** Objective **
Set down exactly the lines that run from the line with "the concrete ledge?" to the end of the data, and nothing else.
# Start of Data provided
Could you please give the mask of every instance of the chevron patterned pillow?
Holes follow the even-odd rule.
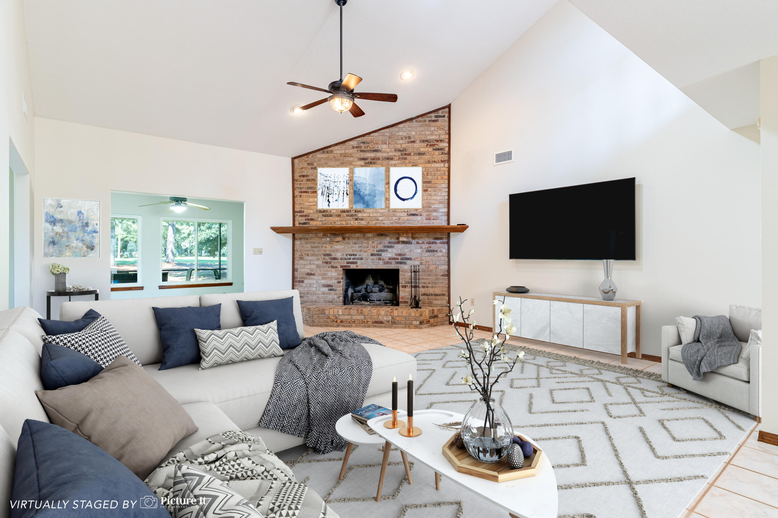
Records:
[[[103,367],[110,365],[117,356],[125,356],[138,365],[141,364],[127,346],[121,335],[110,325],[105,317],[98,317],[83,331],[66,335],[40,337],[44,343],[64,346],[92,358]]]
[[[274,320],[264,325],[233,329],[194,329],[200,345],[200,368],[247,360],[283,356]]]
[[[176,518],[263,518],[226,482],[190,466],[176,464],[170,492],[172,501],[163,500],[163,505]]]

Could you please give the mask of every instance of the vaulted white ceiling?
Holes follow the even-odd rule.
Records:
[[[35,112],[292,156],[449,103],[555,2],[349,0],[344,73],[399,96],[355,119],[289,112],[339,78],[333,0],[25,0]]]
[[[759,116],[759,60],[778,54],[776,0],[570,0],[729,128]]]

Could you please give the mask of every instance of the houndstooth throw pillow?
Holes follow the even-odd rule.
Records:
[[[233,329],[194,329],[200,345],[200,368],[281,356],[276,321]]]
[[[126,356],[138,363],[138,358],[127,346],[121,335],[114,329],[108,319],[99,317],[83,331],[66,335],[41,336],[45,343],[69,347],[92,358],[103,367],[108,367],[117,356]]]

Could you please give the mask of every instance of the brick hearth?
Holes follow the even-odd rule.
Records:
[[[392,306],[302,304],[303,322],[314,327],[373,327],[425,329],[448,323],[448,308],[413,309]]]
[[[296,226],[408,225],[401,234],[296,234],[293,287],[308,325],[423,329],[447,322],[447,233],[416,233],[413,225],[449,224],[449,112],[447,106],[293,161]],[[422,168],[422,208],[391,209],[390,167]],[[384,209],[317,208],[320,167],[384,167]],[[353,179],[353,172],[351,175]],[[353,197],[353,182],[352,198]],[[411,266],[419,265],[422,308],[408,308]],[[343,306],[345,269],[399,269],[399,306]]]

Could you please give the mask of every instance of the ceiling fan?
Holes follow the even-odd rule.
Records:
[[[147,203],[145,205],[138,205],[138,207],[150,207],[152,205],[171,205],[170,208],[167,210],[168,212],[184,212],[187,210],[187,207],[194,207],[198,209],[202,209],[203,210],[211,210],[211,207],[209,207],[198,205],[197,203],[191,203],[187,201],[186,198],[180,198],[177,196],[171,196],[170,201],[158,201],[156,203]]]
[[[324,99],[319,99],[318,101],[311,103],[310,104],[300,106],[298,109],[300,111],[303,110],[309,110],[329,101],[330,106],[332,106],[332,109],[335,111],[342,113],[343,112],[348,110],[349,113],[355,117],[361,117],[365,114],[365,112],[362,111],[362,109],[356,106],[354,99],[359,99],[365,101],[384,101],[386,103],[397,102],[397,95],[394,93],[358,93],[354,92],[354,89],[356,88],[356,85],[359,84],[360,81],[362,81],[362,78],[358,75],[354,75],[353,74],[347,74],[345,78],[343,77],[343,6],[345,5],[346,2],[348,2],[348,0],[335,0],[335,3],[340,6],[341,12],[341,78],[338,81],[333,81],[331,82],[326,90],[323,88],[309,86],[308,85],[302,85],[300,83],[286,83],[287,85],[292,85],[293,86],[300,86],[302,88],[307,88],[311,90],[317,90],[319,92],[324,92],[326,93],[331,94],[329,97],[325,97]]]

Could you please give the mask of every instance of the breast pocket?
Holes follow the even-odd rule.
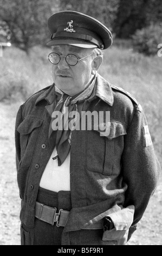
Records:
[[[20,133],[21,167],[28,167],[31,163],[37,138],[43,120],[31,117],[25,118],[17,128]]]
[[[104,175],[117,175],[120,172],[120,160],[124,148],[126,130],[121,123],[109,123],[108,135],[101,130],[88,131],[87,168],[91,172]]]

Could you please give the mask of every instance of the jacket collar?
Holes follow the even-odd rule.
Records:
[[[110,106],[113,106],[114,96],[110,84],[99,74],[96,77],[96,90],[89,99],[89,101],[92,101],[96,96],[99,97]],[[56,101],[54,83],[47,90],[39,96],[36,101],[35,105],[37,105],[38,102],[43,100],[46,100],[50,105]]]

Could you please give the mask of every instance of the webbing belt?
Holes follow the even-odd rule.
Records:
[[[57,212],[57,208],[48,206],[38,202],[36,202],[35,216],[41,221],[44,221],[51,225],[56,223],[56,226],[65,227],[68,221],[70,211],[60,209]],[[102,221],[92,224],[83,229],[101,229],[103,228]]]

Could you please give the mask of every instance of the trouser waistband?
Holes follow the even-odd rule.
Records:
[[[70,191],[60,191],[55,192],[39,188],[35,205],[35,217],[42,221],[57,227],[65,227],[68,221],[72,203]],[[102,221],[90,225],[84,229],[103,228]]]

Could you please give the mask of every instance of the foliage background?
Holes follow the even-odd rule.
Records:
[[[99,73],[142,105],[161,166],[161,0],[0,0],[0,43],[12,44],[0,57],[0,245],[20,244],[15,117],[22,103],[53,82],[47,21],[56,11],[83,12],[111,28],[114,43]],[[130,245],[162,245],[161,205],[161,178]]]

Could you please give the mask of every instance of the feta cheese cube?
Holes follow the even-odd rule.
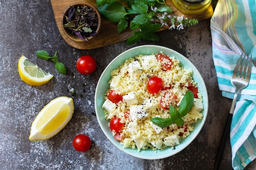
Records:
[[[178,106],[180,104],[180,102],[181,102],[181,101],[182,100],[183,97],[184,97],[184,95],[182,95],[180,97],[180,100],[179,100],[179,102],[178,102],[178,103],[177,103],[177,106]]]
[[[131,121],[129,123],[127,127],[128,131],[132,134],[134,134],[137,132],[137,123],[135,121]]]
[[[139,75],[142,73],[142,68],[138,61],[130,63],[128,65],[128,71],[131,77]]]
[[[136,104],[138,103],[138,99],[135,92],[129,92],[123,96],[123,99],[127,104]]]
[[[151,64],[156,65],[156,64],[154,64],[154,63],[156,63],[157,62],[157,59],[155,55],[146,55],[144,57],[143,60],[141,61],[141,65],[142,67],[147,67],[150,64]]]
[[[110,112],[109,115],[108,117],[108,119],[111,119],[112,118],[114,117],[115,116],[117,116],[121,112],[118,109],[116,109],[114,112]]]
[[[178,135],[173,135],[164,139],[164,144],[166,146],[174,146],[180,144]]]
[[[112,113],[117,108],[117,105],[107,99],[102,105],[102,107],[110,113]]]
[[[143,104],[144,109],[147,111],[152,111],[157,108],[157,102],[154,99],[149,99]]]
[[[158,140],[150,141],[150,143],[157,149],[161,149],[164,142],[162,140]]]
[[[195,98],[194,99],[194,106],[193,109],[195,109],[198,112],[201,112],[204,109],[203,103],[200,99]]]
[[[110,83],[110,89],[113,89],[116,87],[117,87],[118,86],[117,84],[117,83],[115,81],[112,81]]]
[[[135,105],[130,108],[130,114],[132,119],[135,121],[146,118],[148,114],[143,110],[142,105]]]
[[[145,140],[143,140],[143,138],[142,137],[137,138],[133,136],[132,139],[133,139],[133,141],[135,142],[135,144],[136,144],[136,146],[137,146],[138,150],[139,150],[139,149],[143,148],[147,144],[147,142]]]
[[[152,128],[153,128],[153,129],[154,129],[157,134],[160,133],[160,132],[163,130],[163,128],[161,128],[160,126],[158,126],[156,124],[154,124],[153,122],[152,122],[151,121],[150,121],[149,123],[151,125],[151,126],[152,126]]]

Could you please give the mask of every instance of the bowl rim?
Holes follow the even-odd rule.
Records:
[[[145,53],[138,53],[137,51],[140,50],[140,49],[145,50],[143,51],[145,51]],[[157,50],[158,50],[158,52]],[[155,51],[155,52],[150,53],[150,51]],[[175,58],[177,58],[177,59],[180,61],[180,64],[182,66],[183,64],[185,64],[186,66],[184,66],[184,67],[192,69],[193,73],[192,77],[194,80],[195,79],[200,80],[199,82],[196,81],[198,82],[198,85],[200,87],[199,89],[203,96],[204,108],[202,113],[204,116],[202,119],[198,119],[197,122],[193,124],[195,126],[194,130],[192,131],[191,135],[186,138],[182,139],[180,141],[180,144],[176,146],[174,150],[172,147],[168,147],[163,150],[157,150],[153,151],[152,149],[149,149],[146,150],[141,150],[139,152],[137,149],[133,150],[130,148],[124,148],[120,142],[116,141],[113,137],[110,129],[109,127],[108,127],[108,122],[109,121],[106,120],[104,117],[104,113],[102,111],[103,109],[101,106],[104,101],[104,94],[106,93],[106,90],[104,93],[102,93],[105,90],[102,87],[102,85],[109,86],[109,84],[108,83],[108,84],[104,85],[101,83],[101,81],[102,81],[103,79],[108,79],[108,75],[106,75],[106,74],[109,74],[108,77],[110,76],[111,77],[111,75],[110,75],[111,71],[119,66],[121,64],[124,62],[129,57],[128,56],[134,57],[136,55],[139,54],[150,55],[152,53],[159,53],[160,51],[163,51],[164,53],[168,55],[170,57],[171,57],[170,54],[173,54],[171,55],[174,55]],[[130,55],[127,54],[130,54]],[[135,55],[135,54],[137,54]],[[116,62],[118,63],[117,64]],[[188,67],[188,65],[189,66]],[[196,77],[194,77],[195,75],[196,75]],[[108,81],[110,79],[109,79]],[[106,83],[106,81],[105,82]],[[200,84],[198,83],[198,82],[201,82]],[[106,88],[105,87],[105,88]],[[103,99],[102,99],[102,97]],[[108,65],[101,74],[96,86],[94,96],[94,107],[97,119],[101,130],[108,139],[115,146],[124,152],[137,158],[144,159],[159,159],[169,157],[181,151],[189,146],[198,136],[204,126],[207,117],[208,110],[208,97],[206,86],[201,74],[195,66],[187,58],[177,52],[167,47],[155,45],[145,45],[133,47],[122,52],[115,57]],[[101,115],[100,115],[100,113],[102,114]],[[102,122],[103,121],[104,121],[105,124]],[[182,141],[185,140],[186,141],[186,142],[182,143]],[[155,154],[153,154],[153,153]]]
[[[67,15],[66,14],[68,12],[68,11],[70,9],[70,7],[72,6],[76,7],[83,5],[85,5],[85,6],[93,9],[97,14],[97,16],[98,16],[98,26],[97,27],[97,29],[96,29],[96,31],[95,31],[98,34],[99,33],[101,27],[101,15],[99,10],[98,10],[98,9],[95,6],[89,2],[78,2],[71,4],[65,9],[63,12],[63,13],[62,13],[62,15],[61,16],[61,28],[62,28],[62,30],[63,30],[63,31],[65,35],[69,38],[77,42],[86,42],[87,41],[83,41],[80,39],[75,35],[72,34],[71,32],[70,32],[71,31],[69,31],[69,30],[67,30],[67,29],[65,28],[63,25],[66,23],[65,14]],[[89,40],[93,38],[93,36],[90,36],[87,38],[88,40]]]

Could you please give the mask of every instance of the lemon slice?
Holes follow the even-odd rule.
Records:
[[[62,96],[52,100],[32,123],[29,140],[47,140],[57,134],[70,120],[74,110],[72,98]]]
[[[53,77],[51,74],[47,73],[31,63],[24,55],[19,60],[18,68],[21,79],[31,86],[44,84]]]

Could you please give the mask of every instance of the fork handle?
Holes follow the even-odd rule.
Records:
[[[217,156],[217,159],[216,159],[216,162],[215,162],[215,166],[214,166],[214,170],[218,170],[219,169],[220,167],[220,164],[221,161],[221,159],[222,158],[222,156],[224,152],[224,149],[225,149],[225,146],[227,142],[227,140],[228,137],[229,136],[230,132],[230,126],[231,126],[231,121],[232,121],[232,118],[233,117],[233,114],[229,114],[229,117],[227,121],[227,123],[225,126],[225,129],[223,132],[221,141],[220,142],[220,148],[219,148],[219,151],[218,152],[218,155]]]

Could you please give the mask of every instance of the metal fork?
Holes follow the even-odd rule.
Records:
[[[227,140],[228,137],[229,135],[231,121],[233,117],[233,114],[234,112],[235,106],[236,105],[237,95],[241,89],[247,87],[250,80],[252,55],[251,55],[250,59],[247,57],[247,59],[245,59],[247,58],[246,56],[245,56],[241,62],[242,58],[243,55],[243,53],[242,53],[236,64],[236,67],[235,67],[232,78],[231,79],[231,83],[235,87],[235,94],[234,95],[231,108],[229,111],[229,117],[225,126],[225,129],[222,135],[218,155],[215,163],[214,170],[217,170],[219,168],[221,159],[222,158],[222,155],[224,151]],[[249,64],[248,64],[248,61],[249,61]],[[245,62],[245,64],[244,63]]]

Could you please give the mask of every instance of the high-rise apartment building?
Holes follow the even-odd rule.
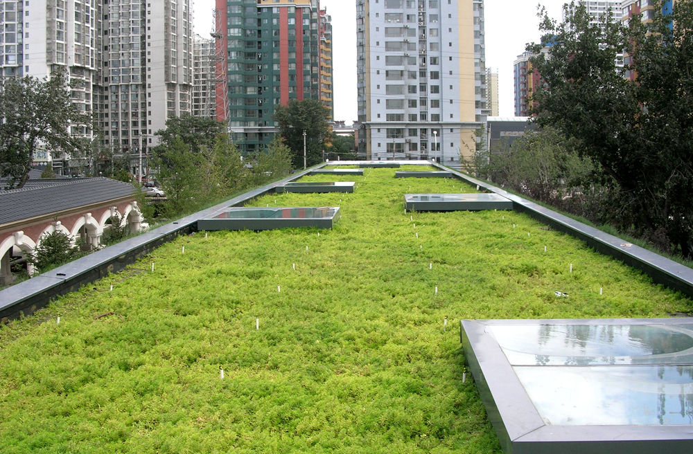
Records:
[[[190,0],[0,0],[3,77],[69,75],[73,102],[94,112],[97,129],[73,129],[114,155],[130,154],[139,174],[154,133],[191,112]],[[68,173],[67,155],[39,152]]]
[[[357,0],[360,153],[473,154],[488,114],[482,0]]]
[[[486,70],[486,105],[489,107],[489,115],[492,117],[498,116],[498,71],[491,68]]]
[[[193,116],[216,118],[216,41],[196,35],[193,42]]]
[[[529,115],[532,93],[541,83],[539,73],[532,66],[529,60],[534,56],[534,54],[532,52],[524,52],[522,55],[518,55],[513,63],[516,117],[526,117]]]
[[[167,118],[191,113],[193,30],[190,0],[108,0],[103,6],[103,145],[139,158],[157,145]]]
[[[72,84],[73,104],[82,111],[94,110],[99,93],[101,11],[94,0],[28,2],[0,0],[0,66],[3,78],[49,77],[63,71]],[[78,136],[93,138],[90,129],[71,127]],[[37,163],[51,163],[68,173],[70,156],[64,150],[39,149]]]
[[[277,132],[274,107],[331,105],[331,25],[318,0],[217,0],[225,16],[229,127],[243,152]]]

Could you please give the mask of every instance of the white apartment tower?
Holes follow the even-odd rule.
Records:
[[[359,152],[459,167],[485,121],[483,0],[357,0]]]
[[[216,42],[195,35],[193,43],[193,116],[216,118]]]
[[[154,133],[167,118],[192,111],[191,0],[0,0],[2,77],[42,78],[64,69],[73,102],[93,111],[97,129],[115,155],[128,153],[139,174]],[[40,152],[67,173],[69,156]]]
[[[103,1],[103,0],[101,0]],[[103,8],[103,145],[143,173],[167,118],[191,113],[190,0],[109,0]]]
[[[82,111],[96,107],[100,64],[100,2],[95,0],[0,0],[3,33],[3,77],[50,77],[64,71],[72,84],[73,103]],[[93,138],[93,132],[72,127],[73,134]],[[70,156],[40,150],[37,163],[52,163],[67,173]]]

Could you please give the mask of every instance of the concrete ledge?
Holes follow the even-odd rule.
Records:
# End of Data provided
** The solution **
Could you please give the mask of every instance of the concrete ledge?
Holes follow the even-odd rule.
Records:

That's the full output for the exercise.